───── DATA SUPPLIED ─────

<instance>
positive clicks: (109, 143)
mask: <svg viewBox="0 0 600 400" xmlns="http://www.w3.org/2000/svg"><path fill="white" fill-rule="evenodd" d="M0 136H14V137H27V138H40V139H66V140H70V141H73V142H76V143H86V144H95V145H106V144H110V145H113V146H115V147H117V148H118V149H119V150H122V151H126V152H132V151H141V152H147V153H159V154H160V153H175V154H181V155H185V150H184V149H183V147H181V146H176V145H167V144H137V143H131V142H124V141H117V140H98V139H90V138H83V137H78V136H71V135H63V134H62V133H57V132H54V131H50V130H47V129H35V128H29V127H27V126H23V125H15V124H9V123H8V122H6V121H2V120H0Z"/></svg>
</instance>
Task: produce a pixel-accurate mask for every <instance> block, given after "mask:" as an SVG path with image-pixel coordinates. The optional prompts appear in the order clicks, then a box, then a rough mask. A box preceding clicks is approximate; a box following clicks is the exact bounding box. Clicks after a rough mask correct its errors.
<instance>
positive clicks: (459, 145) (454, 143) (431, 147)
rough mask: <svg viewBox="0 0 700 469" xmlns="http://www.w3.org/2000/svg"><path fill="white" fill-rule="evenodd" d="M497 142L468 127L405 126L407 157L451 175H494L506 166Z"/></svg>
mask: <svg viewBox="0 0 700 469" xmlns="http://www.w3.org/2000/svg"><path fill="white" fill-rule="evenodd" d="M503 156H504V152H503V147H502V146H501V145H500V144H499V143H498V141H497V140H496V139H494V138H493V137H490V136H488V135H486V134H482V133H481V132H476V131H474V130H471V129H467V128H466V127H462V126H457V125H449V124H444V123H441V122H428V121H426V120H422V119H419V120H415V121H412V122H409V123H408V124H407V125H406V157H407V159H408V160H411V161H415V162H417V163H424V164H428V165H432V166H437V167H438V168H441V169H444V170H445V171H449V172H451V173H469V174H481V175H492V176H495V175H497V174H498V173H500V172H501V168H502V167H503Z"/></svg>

─────

**AIM OF THE EXERCISE:** Reproduce every line of the entries above verbatim, changing nothing.

**ANSWER TO THIS TASK:**
<instance>
positive clicks: (109, 143)
mask: <svg viewBox="0 0 600 400" xmlns="http://www.w3.org/2000/svg"><path fill="white" fill-rule="evenodd" d="M0 136H14V137H27V138H40V139H66V140H70V141H73V142H76V143H86V144H95V145H106V144H110V145H113V146H115V147H117V148H118V149H119V150H122V151H126V152H132V151H141V152H147V153H159V154H160V153H175V154H181V155H185V150H184V149H183V147H181V146H176V145H167V144H137V143H131V142H124V141H117V140H98V139H90V138H83V137H78V136H71V135H63V134H62V133H57V132H54V131H50V130H47V129H35V128H29V127H27V126H23V125H15V124H9V123H8V122H6V121H2V120H0Z"/></svg>
</instance>
Task: produce a pixel-accurate mask for every <instance> block, given after "mask:" as an SVG path with image-pixel coordinates. The optional prompts appear in the order clicks, then a box, then a rough mask. A box preceding clicks is approximate; a box following clicks is the exact bounding box. Clicks after a rough mask correct its errors.
<instance>
positive clicks: (459, 145) (454, 143) (431, 147)
rough mask: <svg viewBox="0 0 700 469" xmlns="http://www.w3.org/2000/svg"><path fill="white" fill-rule="evenodd" d="M497 142L468 127L405 126L407 157L451 175H494L506 166Z"/></svg>
mask: <svg viewBox="0 0 700 469" xmlns="http://www.w3.org/2000/svg"><path fill="white" fill-rule="evenodd" d="M503 156H504V152H503V147H502V146H501V145H500V144H499V143H498V141H497V140H496V139H494V138H493V137H490V136H488V135H486V134H482V133H481V132H476V131H474V130H471V129H467V128H466V127H462V126H457V125H449V124H444V123H441V122H428V121H426V120H422V119H419V120H415V121H412V122H409V123H408V124H407V125H406V157H407V159H408V160H411V161H415V162H417V163H424V164H428V165H432V166H437V167H438V168H441V169H444V170H445V171H449V172H451V173H469V174H481V175H492V176H495V175H497V174H498V173H500V172H501V168H502V167H503Z"/></svg>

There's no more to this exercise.